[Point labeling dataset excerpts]

※

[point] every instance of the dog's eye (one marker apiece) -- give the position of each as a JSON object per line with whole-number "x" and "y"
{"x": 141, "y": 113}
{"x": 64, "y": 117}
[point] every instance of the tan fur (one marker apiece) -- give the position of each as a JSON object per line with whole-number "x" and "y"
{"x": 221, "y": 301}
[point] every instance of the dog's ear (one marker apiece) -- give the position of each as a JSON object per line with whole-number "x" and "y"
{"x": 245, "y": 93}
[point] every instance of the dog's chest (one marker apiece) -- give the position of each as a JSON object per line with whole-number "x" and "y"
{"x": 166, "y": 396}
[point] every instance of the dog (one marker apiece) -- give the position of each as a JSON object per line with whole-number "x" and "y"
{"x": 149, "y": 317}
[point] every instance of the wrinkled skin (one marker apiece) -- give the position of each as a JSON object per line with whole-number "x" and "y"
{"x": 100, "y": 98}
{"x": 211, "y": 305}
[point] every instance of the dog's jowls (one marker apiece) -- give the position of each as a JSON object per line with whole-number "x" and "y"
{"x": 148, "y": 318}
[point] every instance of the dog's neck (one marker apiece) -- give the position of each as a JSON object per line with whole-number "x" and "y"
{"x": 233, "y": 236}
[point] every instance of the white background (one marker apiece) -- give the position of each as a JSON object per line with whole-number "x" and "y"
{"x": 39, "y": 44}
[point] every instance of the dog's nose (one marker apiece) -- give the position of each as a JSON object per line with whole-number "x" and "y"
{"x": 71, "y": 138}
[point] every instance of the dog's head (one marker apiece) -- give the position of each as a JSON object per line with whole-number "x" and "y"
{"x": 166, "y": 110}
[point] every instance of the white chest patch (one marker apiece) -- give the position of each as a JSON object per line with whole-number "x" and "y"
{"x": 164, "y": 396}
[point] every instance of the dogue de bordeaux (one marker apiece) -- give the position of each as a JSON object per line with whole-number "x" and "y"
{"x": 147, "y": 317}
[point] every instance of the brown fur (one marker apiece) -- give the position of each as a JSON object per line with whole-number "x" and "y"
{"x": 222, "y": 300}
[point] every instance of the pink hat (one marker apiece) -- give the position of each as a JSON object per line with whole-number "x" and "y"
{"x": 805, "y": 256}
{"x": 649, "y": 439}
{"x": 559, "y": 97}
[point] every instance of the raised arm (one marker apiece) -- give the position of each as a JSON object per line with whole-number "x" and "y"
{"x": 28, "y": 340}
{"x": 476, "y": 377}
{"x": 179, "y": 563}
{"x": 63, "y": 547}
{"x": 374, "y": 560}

※

**GOAL:** Write down the full listing again, exactly.

**EXERCISE OUTPUT:**
[point] every instance of the dog's eye (one marker apiece) -- give the position of each as a JSON object per line with whole-number "x" and "y"
{"x": 141, "y": 113}
{"x": 64, "y": 117}
[point] every instance of the tan fur (one marker apiece) -- give the position of each as a JSON object per line with whole-number "x" and "y"
{"x": 221, "y": 301}
[point] every instance of the dog's ear (one marker apiece) -- give the position of each as a JSON object per line with whole-number "x" and "y"
{"x": 245, "y": 93}
[point] every instance of the dog's chest (one marker apiece) -- give the position of each as a JSON object per line with whole-number "x" and "y"
{"x": 166, "y": 396}
[point] every instance of the dog (one marker apiece) -- give the position of each as a JSON object per line with whole-number "x" and "y"
{"x": 149, "y": 317}
[point] every instance of the wrinkled skin (one marker apiece) -- give the position of each as a JSON object per line with whole-number "x" and "y"
{"x": 100, "y": 98}
{"x": 211, "y": 305}
[point] every instance of the dog's jowls (one marker apiece) -- give the position of each as a JSON object per line with whole-number "x" and "y"
{"x": 148, "y": 318}
[point] every instance of the dog's neck (one marker apiece) -- give the position of each as a JSON object per line with whole-number "x" and "y"
{"x": 233, "y": 236}
[point] every instance of the white background (one marker apiece) -- give the position of each as a JSON object per line with whole-number "x" and "y"
{"x": 39, "y": 44}
[point] every instance of the dog's nose (one marker apiece) -- give the position of each as a JSON object per line with whole-number "x" and "y"
{"x": 71, "y": 138}
[point] every instance of the dog's head (one marker apiece) -- give the position of each as a JSON object per line with whole-number "x" and "y"
{"x": 166, "y": 110}
[point] every instance of the white chest patch (one marker apiece) -- give the position of each as a JSON object per line with whole-number "x" and "y"
{"x": 164, "y": 396}
[point] every instance of the dogue de bordeaux (one marker apiece) -- give the position of each as a JSON object per line with whole-number "x" and "y"
{"x": 147, "y": 317}
[point] every instance of the brown fur (one marker apiece) -- give the position of each as a JSON object per line with whole-number "x" and "y"
{"x": 222, "y": 300}
[point] every instance of the pink hat (one marker apiece) -- give the position of each as a JSON object per line with whole-number "x" and "y"
{"x": 805, "y": 256}
{"x": 649, "y": 439}
{"x": 559, "y": 97}
[point] every instance of the raised arm (one marker apiece) -- give the position of each as a JSON object per line with whole-number "x" and "y"
{"x": 28, "y": 340}
{"x": 476, "y": 377}
{"x": 179, "y": 563}
{"x": 63, "y": 547}
{"x": 374, "y": 560}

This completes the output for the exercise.